▸ **What you will do**: Please print all of the records shown below, exactly as given.

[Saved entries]

Content starts

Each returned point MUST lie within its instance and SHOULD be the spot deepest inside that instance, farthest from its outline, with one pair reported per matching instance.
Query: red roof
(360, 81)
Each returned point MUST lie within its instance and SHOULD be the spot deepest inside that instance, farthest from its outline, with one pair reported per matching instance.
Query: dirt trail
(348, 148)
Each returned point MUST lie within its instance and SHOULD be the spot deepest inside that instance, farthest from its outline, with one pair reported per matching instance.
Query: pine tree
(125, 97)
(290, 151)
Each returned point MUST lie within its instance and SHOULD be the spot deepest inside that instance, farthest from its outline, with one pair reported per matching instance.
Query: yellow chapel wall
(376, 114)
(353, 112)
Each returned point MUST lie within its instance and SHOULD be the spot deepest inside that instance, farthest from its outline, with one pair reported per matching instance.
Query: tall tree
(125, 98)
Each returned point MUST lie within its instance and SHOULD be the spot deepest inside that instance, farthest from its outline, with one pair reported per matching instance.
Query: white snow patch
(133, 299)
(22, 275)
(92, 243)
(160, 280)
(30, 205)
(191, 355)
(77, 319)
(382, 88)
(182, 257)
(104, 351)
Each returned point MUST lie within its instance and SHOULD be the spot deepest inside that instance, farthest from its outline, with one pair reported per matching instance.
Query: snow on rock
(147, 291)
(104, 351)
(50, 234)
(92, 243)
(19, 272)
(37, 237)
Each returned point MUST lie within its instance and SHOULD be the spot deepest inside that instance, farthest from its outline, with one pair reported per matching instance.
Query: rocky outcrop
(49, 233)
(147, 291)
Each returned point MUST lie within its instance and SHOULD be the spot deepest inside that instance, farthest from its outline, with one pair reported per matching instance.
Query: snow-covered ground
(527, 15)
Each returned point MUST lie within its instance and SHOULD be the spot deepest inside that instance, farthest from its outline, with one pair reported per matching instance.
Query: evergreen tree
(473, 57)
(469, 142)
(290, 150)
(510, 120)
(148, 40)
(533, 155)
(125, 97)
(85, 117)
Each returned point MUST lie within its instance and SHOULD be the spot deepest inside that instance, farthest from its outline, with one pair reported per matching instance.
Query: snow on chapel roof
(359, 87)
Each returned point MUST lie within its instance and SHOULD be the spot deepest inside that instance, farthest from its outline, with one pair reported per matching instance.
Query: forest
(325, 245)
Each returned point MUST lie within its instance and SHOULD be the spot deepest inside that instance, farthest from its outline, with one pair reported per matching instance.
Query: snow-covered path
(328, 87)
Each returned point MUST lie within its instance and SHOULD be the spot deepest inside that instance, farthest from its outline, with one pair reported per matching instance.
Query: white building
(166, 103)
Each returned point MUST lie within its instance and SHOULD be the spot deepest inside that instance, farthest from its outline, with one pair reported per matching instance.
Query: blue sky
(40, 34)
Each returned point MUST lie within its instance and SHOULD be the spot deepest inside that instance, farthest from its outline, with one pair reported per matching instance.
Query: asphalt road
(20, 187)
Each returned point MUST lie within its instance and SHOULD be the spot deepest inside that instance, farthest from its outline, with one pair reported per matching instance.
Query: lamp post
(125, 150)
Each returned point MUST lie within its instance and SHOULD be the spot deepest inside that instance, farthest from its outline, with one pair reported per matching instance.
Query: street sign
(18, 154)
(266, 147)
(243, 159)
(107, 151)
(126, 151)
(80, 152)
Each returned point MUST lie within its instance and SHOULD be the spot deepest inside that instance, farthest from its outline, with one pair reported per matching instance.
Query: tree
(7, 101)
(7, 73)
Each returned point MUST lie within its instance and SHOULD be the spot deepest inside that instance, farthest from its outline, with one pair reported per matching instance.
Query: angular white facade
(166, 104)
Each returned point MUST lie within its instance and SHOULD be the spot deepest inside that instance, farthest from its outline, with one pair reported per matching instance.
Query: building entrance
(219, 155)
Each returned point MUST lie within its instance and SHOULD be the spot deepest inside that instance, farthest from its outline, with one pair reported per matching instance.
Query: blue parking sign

Content ends

▸ **Completed exercise**:
Each returned point MUST lie within its instance and SHOULD be the spot deepest inside that instance, farthest from its outline, with one pair reported per matching instance.
Query: red roof
(360, 81)
Each returned point MUST lie within its instance and SHOULD be the spot deepest inside that instance, farthest from its outline, with one pair reported per matching instance.
Query: dirt trail
(348, 148)
Each returned point MUST lie within its instance and SHOULD be the spot deepest inside that instance, farthest from its outline, with one pair reported per matching instance.
Query: pine tree
(125, 97)
(290, 151)
Each returned point MUST lie within its instance and SHOULD be the spot deepest inside that instance, farthest from its outline, with one pair reported per matching instance.
Query: yellow chapel wall
(376, 114)
(353, 112)
Each returned point MUST lie within its instance and SHOULD be the spot deepest inside that instance, farthest from its outline, with one pair reported per matching instance.
Query: tall tree
(125, 98)
Each returned point MUST lie within its instance and SHOULD be the spot deepest inside that instance, farthest from its outline, with one pair reported per matching instance.
Query: white snow patch
(133, 299)
(22, 275)
(92, 243)
(160, 280)
(30, 205)
(191, 355)
(77, 319)
(382, 88)
(182, 257)
(104, 351)
Each returned point MUST lie within its instance and SHOULD be the spot deepest inside that instance, farthest from its outline, with one pair reported per matching instance.
Query: snow on rock
(147, 291)
(104, 351)
(50, 234)
(92, 243)
(19, 272)
(37, 237)
Each returned point MUST lie within its instance and SHOULD be the spot deepest inside that instance, farthest from its outline, with one pair reported per matching instance.
Query: rocky outcrop
(49, 233)
(147, 291)
Each returned point MUST lie within its instance and SHOULD be the spot deepest inside that instance, farthest from its outline, with one pair reported per matching instance.
Query: snow-covered ground
(527, 15)
Each returned point MUST lie within its instance and SHOULD be the spot deepest inside that instance, farthest from its outline, with one pair reported per matching instance.
Query: evergreen tree
(473, 57)
(469, 142)
(290, 150)
(510, 120)
(148, 40)
(533, 155)
(125, 97)
(85, 117)
Each returned point MUST lie within its instance and SHOULD be the spot deepest inside that instance, farthest from its outline, with one pair reported per matching instance.
Query: snow on chapel roof
(359, 87)
Each returned point MUST lie within its instance and SHOULD be the spot deepest inside that instance, farthest from its outline, with one pair reported per matching instance.
Query: forest
(325, 245)
Each returned point MUST lie within its instance and SHOULD be the spot deepest inside that instance, farthest from its outline, with one pair reported per matching instance.
Query: snow-covered path
(328, 87)
Each returned point MUST lie within its instance and SHOULD be the spot deepest inside that instance, farthest from its outline, with one pair reported per matching instance.
Query: white building
(166, 103)
Each returned point MUST lie within its instance and SHOULD be the spot deepest inside that instance, farthest from its outline, with one pair reported per matching instance.
Query: blue sky
(40, 34)
Each returned point MUST lie within its instance and SHOULD be the spot deepest inside that instance, farthest from its outline, with one pair reported per matching instance.
Query: asphalt road
(20, 187)
Each returned point MUST lie within its instance and SHOULD be the spot deepest inside that instance, farthest from its outline, with one pair reported per matching instance.
Query: lamp post
(125, 150)
Each returned point MUST lie within its instance and SHOULD be the spot deepest inside that instance, farthest from its outline, with one pair reported per matching instance.
Query: street sign
(18, 154)
(266, 147)
(243, 159)
(107, 151)
(126, 151)
(80, 152)
Each returned point MUST lie within its instance and SHOULD be the spot deepest inside that instance, farthest from its outline, with one pair reported per matching instance.
Query: tree
(7, 101)
(7, 73)
Each returned point MUST lie within its instance and SHOULD be the spot deepest inside that instance, farthest from its outline, with one pair reported per matching instance.
Query: angular white facade
(166, 104)
Each returned point MUST lie within its instance and SHOULD be the spot deepest inside that instance, farthest from its outline, with one pair reported per matching instance.
Query: building entrance
(219, 155)
Each returned point MUST lie within its instance and SHOULD be the spot deepest inside that instance, farthest from its outline, with one pair reported per matching instance.
Query: blue parking sign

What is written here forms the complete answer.